▶ [Task requirements]:
Can you write out all the material below again, requests included, but shift every coordinate in the answers up by 54 and leave the pictures out? The sample coordinates inside the requests stay unchanged.

▶ [Exercise materials]:

# # # # # # #

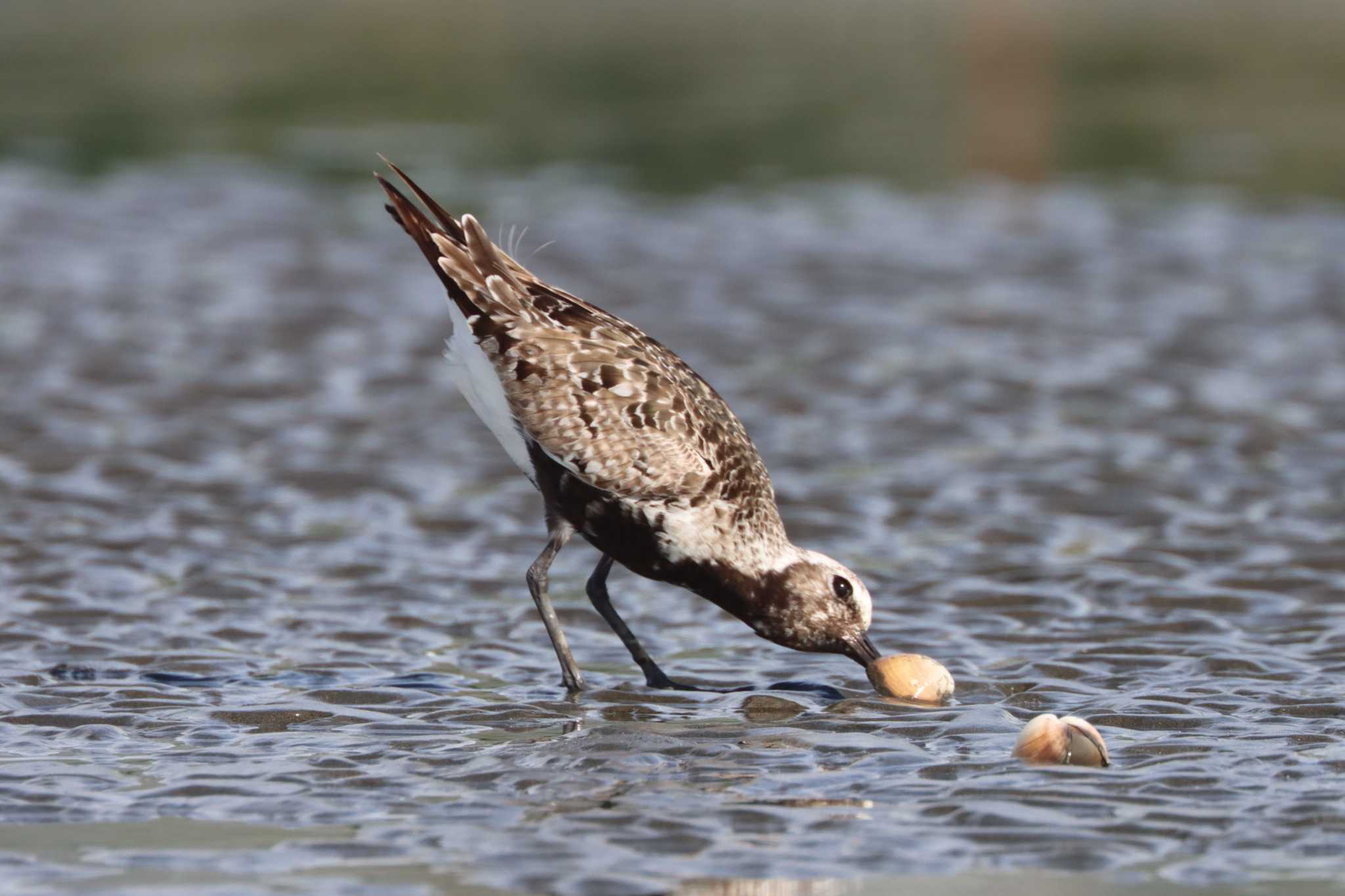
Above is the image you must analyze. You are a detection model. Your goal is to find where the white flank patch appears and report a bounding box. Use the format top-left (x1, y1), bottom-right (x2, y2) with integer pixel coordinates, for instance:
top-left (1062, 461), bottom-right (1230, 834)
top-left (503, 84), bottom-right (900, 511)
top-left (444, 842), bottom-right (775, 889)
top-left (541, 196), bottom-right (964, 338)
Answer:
top-left (444, 299), bottom-right (537, 485)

# # # # # # #

▶ [Answer to the problem]:
Above is the image you must analyze. You are a detection model. Your goal is to find where the white flank patch appears and report a bounding box. Use the format top-left (x1, y1), bottom-right (x2, y2) with integer pixel coordinates, for instance:
top-left (1062, 461), bottom-right (1230, 834)
top-left (503, 84), bottom-right (900, 511)
top-left (444, 842), bottom-right (775, 889)
top-left (541, 196), bottom-right (964, 338)
Answer:
top-left (498, 353), bottom-right (591, 539)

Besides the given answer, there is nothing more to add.